WORK ORDER 1: In the article on "Tren al Sur," which New Order single was the song's tempo and synth line mainly based on?
WORK ORDER 2: Continue the article on "Tren al Sur" from where it stops.

PAGE EXTRACT:
━━━
Single by Los Prisioneros

from the album Corazones
- Released: 7 May 1990
- Genre: Pop;
- Length: 5:39;
- Label: EMI
- Producer(s): Gustavo Santaolalla

Los Prisioneros singles chronology
| "We Are South American Rockers" (1988) | "Tren al Sur" (1990) | "Estrechez De Corazón" (1990) |

= Tren al Sur =

"Tren al Sur" (English: "Train to the South") is a song from the album Corazones by the Chilean rock/pop band Los Prisioneros, released as the main single on May 7, 1990. It was considered one of the 50 most important Latin pop songs by Rolling Stone and one of the most groundbreaking Hispanic songs by The Observer. Its music video was nominated for the International Viewer's Choice in the 1990 MTV Video Music Awards.

== Composition and recording ==
During the recording of their 1990 album, Corazones, the band's vocalist Jorge González dedicated himself to making different demos of more than 19 songs (of which only nine remained for the album), among them were "Por amarte" and "Tren al Sur". He came to make up 3 different versions of both songs, trying to find the environment and the most perfect form of each one. The "most drastic influence for these songs" was during his visit in Bogota, Colombia in 1988, when Claudio Narea showed him some acid house-style records that he bought in France. He talked to his friend Cecilia Aguayo to be his keyboardist.

"Tren al Sur" leaned towards "new musical fashions like the ballads". Its tempo and synth line was mainly based on the 1987 single "Touched by the Hand of God" by English rock band New Order. González programmed the drums and the band's producer, Gustavo Santaolalla, decided to make "a little stop, one where the train stops and they continue singing the chorus only with the noise of the train in the background". According to González, that "rounded off the song" and he also mentioned the importance of a charango brought by Gustavo.
━━━
GIVEN DATA:
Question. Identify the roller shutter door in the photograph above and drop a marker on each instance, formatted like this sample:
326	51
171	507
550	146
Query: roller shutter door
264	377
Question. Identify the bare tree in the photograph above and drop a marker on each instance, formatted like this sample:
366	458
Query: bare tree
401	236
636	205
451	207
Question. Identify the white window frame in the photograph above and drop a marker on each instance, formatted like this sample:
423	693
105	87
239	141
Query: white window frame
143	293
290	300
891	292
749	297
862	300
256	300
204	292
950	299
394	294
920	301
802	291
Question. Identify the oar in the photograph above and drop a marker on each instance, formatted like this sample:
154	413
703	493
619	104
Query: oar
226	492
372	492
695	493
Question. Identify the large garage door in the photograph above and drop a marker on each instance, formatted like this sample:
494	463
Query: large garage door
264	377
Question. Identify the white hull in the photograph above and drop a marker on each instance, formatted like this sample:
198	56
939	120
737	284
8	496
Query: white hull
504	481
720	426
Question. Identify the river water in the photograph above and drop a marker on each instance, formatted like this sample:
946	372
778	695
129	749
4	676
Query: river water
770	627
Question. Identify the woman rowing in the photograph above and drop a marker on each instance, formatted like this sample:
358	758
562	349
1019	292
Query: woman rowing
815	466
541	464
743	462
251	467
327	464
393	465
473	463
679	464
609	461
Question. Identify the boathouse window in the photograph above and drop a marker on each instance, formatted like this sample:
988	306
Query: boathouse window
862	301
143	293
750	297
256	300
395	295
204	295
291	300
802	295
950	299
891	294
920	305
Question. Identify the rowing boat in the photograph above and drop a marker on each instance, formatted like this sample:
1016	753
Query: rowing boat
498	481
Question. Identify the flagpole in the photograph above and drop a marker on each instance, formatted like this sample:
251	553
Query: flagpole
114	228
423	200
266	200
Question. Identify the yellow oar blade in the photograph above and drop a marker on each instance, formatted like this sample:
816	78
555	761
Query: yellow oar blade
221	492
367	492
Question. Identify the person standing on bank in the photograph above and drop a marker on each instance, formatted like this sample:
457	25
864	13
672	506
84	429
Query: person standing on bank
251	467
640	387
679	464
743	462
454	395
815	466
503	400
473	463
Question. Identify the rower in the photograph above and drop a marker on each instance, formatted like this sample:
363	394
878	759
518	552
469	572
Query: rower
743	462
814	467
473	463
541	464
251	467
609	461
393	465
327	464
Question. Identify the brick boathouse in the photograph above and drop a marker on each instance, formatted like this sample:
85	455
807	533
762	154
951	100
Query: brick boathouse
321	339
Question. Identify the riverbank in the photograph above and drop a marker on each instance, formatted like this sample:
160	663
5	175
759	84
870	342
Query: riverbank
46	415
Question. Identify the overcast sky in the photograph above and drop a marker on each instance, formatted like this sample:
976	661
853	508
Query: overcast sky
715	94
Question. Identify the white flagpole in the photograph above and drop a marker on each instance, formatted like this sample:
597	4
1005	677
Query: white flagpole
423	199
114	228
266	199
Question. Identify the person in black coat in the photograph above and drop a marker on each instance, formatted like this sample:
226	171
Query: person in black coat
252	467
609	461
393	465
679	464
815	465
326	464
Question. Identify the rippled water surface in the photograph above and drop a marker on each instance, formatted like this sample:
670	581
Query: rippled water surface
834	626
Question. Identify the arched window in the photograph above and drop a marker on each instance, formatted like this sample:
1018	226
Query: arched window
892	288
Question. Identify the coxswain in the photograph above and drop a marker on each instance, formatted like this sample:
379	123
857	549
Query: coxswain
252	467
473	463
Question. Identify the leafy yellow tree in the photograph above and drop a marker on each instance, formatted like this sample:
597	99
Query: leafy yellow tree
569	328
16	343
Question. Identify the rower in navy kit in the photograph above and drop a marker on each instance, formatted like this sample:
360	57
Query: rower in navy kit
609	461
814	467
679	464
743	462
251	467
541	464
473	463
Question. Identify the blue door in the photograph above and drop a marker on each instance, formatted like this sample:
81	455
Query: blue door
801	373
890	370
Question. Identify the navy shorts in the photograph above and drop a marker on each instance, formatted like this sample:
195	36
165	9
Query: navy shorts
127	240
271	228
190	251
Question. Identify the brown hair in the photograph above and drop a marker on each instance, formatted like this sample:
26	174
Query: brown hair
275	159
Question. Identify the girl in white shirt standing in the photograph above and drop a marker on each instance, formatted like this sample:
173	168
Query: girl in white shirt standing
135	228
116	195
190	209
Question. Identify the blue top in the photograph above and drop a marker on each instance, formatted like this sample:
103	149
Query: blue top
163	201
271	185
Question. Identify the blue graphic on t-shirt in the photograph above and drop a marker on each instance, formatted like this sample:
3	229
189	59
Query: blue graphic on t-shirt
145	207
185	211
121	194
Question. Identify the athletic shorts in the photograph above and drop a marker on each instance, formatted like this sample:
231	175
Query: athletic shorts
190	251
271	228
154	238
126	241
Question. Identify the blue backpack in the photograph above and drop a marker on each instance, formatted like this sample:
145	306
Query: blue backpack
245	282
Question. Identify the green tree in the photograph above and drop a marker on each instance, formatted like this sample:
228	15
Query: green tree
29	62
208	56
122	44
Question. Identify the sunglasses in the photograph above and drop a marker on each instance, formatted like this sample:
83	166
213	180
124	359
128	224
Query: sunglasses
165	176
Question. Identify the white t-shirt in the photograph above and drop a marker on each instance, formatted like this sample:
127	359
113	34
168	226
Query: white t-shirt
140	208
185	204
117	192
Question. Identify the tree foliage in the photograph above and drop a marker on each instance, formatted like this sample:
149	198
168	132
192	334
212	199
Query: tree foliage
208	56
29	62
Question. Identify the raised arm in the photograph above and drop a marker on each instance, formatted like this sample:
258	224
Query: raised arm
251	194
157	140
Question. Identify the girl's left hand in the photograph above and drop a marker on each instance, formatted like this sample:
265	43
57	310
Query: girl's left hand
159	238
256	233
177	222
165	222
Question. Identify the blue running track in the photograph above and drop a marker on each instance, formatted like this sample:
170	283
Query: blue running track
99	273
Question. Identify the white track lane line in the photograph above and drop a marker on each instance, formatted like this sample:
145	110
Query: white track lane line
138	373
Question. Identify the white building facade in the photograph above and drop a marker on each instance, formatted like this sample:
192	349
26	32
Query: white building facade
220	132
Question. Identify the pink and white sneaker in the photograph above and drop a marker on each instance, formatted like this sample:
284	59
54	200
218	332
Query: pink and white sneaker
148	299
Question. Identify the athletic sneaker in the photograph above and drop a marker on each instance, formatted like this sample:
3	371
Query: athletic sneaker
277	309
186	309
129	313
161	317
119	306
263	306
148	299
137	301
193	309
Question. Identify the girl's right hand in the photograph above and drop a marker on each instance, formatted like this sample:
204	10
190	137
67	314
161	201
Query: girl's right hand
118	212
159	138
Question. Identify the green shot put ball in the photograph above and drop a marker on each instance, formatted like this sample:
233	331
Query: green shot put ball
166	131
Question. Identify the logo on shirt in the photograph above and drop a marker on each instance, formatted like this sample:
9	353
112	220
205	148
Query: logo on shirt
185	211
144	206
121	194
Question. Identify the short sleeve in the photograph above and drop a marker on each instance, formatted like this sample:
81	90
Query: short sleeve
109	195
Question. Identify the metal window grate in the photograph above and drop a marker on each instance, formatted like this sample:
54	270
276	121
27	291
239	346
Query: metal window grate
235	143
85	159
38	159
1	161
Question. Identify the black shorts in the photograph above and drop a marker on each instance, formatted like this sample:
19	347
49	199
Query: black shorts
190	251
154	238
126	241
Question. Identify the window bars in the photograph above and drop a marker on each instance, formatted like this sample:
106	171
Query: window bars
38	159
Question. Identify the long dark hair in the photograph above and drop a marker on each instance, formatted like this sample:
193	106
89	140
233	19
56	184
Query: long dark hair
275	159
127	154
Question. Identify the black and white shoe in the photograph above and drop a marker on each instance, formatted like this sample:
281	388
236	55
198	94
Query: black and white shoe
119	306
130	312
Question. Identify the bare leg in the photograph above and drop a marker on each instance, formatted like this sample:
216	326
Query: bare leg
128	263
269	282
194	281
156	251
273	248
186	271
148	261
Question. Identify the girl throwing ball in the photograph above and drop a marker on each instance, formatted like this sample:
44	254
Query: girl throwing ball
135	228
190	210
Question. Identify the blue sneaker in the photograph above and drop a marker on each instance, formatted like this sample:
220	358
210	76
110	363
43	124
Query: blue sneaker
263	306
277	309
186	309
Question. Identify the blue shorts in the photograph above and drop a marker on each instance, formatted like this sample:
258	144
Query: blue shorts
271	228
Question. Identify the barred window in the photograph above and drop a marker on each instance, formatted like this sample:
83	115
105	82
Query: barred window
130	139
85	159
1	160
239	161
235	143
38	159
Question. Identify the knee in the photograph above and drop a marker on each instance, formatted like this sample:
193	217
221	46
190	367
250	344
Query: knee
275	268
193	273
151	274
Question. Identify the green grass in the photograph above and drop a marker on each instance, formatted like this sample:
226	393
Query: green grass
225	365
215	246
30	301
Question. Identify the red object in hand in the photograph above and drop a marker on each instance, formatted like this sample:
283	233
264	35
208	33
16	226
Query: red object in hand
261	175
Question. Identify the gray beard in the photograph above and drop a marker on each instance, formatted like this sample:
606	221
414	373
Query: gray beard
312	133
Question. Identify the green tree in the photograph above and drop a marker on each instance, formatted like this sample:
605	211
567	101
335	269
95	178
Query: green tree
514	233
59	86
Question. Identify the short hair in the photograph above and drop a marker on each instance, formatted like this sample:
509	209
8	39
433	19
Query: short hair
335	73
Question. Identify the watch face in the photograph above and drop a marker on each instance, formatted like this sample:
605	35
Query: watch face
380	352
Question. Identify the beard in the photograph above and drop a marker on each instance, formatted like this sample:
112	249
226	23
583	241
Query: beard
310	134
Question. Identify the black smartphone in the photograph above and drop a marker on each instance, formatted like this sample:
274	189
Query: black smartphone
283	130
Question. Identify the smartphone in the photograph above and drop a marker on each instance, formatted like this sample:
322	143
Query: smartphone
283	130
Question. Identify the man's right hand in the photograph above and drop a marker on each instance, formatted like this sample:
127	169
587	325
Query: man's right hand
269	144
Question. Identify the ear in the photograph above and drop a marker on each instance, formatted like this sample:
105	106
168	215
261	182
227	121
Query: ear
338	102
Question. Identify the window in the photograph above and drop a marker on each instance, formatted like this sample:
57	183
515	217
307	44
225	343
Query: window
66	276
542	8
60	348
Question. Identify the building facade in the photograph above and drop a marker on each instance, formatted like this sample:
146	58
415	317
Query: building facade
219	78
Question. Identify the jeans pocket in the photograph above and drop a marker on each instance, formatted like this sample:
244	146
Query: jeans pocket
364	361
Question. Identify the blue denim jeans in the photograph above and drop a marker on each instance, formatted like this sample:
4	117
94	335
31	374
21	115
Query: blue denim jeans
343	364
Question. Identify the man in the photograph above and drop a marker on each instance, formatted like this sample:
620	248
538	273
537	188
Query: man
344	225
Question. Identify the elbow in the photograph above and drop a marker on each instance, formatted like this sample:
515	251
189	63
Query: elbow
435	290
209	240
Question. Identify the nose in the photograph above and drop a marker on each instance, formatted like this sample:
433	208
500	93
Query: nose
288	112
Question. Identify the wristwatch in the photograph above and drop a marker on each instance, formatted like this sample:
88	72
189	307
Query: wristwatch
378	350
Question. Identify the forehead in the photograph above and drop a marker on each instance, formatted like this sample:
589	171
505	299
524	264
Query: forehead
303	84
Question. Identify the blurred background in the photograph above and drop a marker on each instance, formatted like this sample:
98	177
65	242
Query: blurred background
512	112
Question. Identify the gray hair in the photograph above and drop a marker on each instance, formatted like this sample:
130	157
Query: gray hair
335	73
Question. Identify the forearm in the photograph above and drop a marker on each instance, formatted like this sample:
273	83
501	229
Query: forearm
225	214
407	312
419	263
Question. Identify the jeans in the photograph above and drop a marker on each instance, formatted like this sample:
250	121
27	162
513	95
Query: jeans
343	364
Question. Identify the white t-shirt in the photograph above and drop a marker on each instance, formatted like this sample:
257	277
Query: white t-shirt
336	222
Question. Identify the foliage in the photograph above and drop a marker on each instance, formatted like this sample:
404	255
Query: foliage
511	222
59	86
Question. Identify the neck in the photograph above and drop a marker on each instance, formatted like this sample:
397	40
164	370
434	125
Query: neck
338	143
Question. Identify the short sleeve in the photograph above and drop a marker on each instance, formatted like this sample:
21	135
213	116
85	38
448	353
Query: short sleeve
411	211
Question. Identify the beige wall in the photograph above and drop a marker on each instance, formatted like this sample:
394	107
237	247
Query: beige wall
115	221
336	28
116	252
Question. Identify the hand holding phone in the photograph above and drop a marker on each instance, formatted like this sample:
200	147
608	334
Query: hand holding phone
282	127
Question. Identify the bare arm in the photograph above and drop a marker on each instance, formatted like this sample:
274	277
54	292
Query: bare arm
━━━
RESPONSE AREA 1: "Touched by the Hand of God"

RESPONSE AREA 2:
He claimed that the song originated after starring in a "destructive romance", and in a 1990 interview with Rock & Pop magazine stated that "Tren al Sur" and "Es demasiado triste" were written by him "in a slight state of intoxication". According to the former member of Los Prisioneros, the song conveys: "The happiness of the simple, which means enjoying the journey, that journey through life. Although it was composed by Jorge González, a former bandmate, as an interpreter I can say that it is a song that has transpired."

== Release ==
"Tren al Sur" was released on the EMI label as the first single from the album Corazones on May 7, 1990, prior to the official release of the album, and was planned to play on Chilean radio stations. The objective initially had complications, since it had gone six months without playing on the radio. In 1989, the radios had put aside Rock en español and gave importance to other genres. "In fact, there were new albums by Soda (Stereo) and people didn't give a damn ball", González said in an interview with the Rock & Pop radio.

== Music video ==
The difficulties of recording the single caused Jorge to resort to the creation of a music video supported by producer Gustavo. This video "melancholic and frank" was directed by Cristián Galaz, and filmed in Estación Central in June 1990. After the completion of the music video, the song began to play on several Chilean radio stations. It was nominated for an MTV Video Music Award in the category "International Viewer's Choice: MTV Internacional", but lost to “Oye mi Canto” by Gloria Estefan.

== Critical reception ==
In 2018, the Spanish language version of Rolling Stone magazine chose it as one of the eighteen most important Latin pop songs, and it commented that in this song, Jorge "revisits moments of his childhood; he remembers the sound of the locomotive, the smell of metal, the beautiful Chilean landscapes and the hug of his father." It also cited the influence it had on artists such as Alex Anwandter, Gepe, and Javiera Mena. The Observers Alice Moreno considered it one of the most groundbreaking Hispanic songs.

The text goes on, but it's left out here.